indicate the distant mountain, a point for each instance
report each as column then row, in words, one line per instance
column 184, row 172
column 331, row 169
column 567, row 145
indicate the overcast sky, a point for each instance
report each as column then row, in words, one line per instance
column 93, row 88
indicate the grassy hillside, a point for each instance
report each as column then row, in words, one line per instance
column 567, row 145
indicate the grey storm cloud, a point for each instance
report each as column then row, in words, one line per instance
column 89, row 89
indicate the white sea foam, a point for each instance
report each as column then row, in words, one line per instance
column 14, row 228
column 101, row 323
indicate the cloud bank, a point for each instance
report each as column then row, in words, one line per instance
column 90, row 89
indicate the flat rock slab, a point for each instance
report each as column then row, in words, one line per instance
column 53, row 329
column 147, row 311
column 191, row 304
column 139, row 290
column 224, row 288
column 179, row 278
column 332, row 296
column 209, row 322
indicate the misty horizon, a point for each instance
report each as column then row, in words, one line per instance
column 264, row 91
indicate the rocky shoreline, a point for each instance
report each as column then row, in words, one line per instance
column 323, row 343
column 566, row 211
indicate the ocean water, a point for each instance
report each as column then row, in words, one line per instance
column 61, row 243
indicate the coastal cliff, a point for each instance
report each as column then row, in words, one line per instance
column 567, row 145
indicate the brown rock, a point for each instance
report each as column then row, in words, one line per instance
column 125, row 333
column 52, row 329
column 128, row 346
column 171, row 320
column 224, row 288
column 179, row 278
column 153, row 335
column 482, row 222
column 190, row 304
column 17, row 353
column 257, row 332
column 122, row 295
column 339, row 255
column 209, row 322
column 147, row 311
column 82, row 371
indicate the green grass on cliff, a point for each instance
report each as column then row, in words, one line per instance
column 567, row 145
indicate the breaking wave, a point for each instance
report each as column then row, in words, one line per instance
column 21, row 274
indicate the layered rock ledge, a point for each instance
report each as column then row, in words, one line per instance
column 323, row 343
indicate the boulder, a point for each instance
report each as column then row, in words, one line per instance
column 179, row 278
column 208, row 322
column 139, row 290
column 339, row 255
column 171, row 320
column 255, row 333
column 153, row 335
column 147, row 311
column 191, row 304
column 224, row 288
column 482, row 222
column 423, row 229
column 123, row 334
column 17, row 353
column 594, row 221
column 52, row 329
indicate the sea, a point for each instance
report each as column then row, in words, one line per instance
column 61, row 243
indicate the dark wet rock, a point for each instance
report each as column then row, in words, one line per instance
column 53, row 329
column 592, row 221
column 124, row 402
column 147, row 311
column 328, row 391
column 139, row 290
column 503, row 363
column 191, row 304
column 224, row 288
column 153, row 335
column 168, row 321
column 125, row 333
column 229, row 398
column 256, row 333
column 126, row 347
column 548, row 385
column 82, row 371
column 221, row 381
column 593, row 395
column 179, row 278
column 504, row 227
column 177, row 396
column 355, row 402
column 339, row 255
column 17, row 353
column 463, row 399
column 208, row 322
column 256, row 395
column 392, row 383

_ _ _ _ _

Copy out the records word for word, starting at the line that contains "indicate the dark" and continuing through the end of the records.

OUTPUT BELOW ::
indicate the dark wet rock, a point for each instance
report each as column then row, in words, one line per instance
column 53, row 329
column 592, row 221
column 124, row 402
column 147, row 311
column 328, row 391
column 139, row 290
column 503, row 363
column 191, row 304
column 224, row 288
column 153, row 335
column 168, row 321
column 125, row 333
column 229, row 398
column 256, row 333
column 126, row 347
column 548, row 385
column 82, row 371
column 221, row 381
column 593, row 395
column 179, row 278
column 504, row 227
column 177, row 396
column 355, row 402
column 339, row 255
column 17, row 353
column 463, row 399
column 208, row 322
column 256, row 395
column 392, row 383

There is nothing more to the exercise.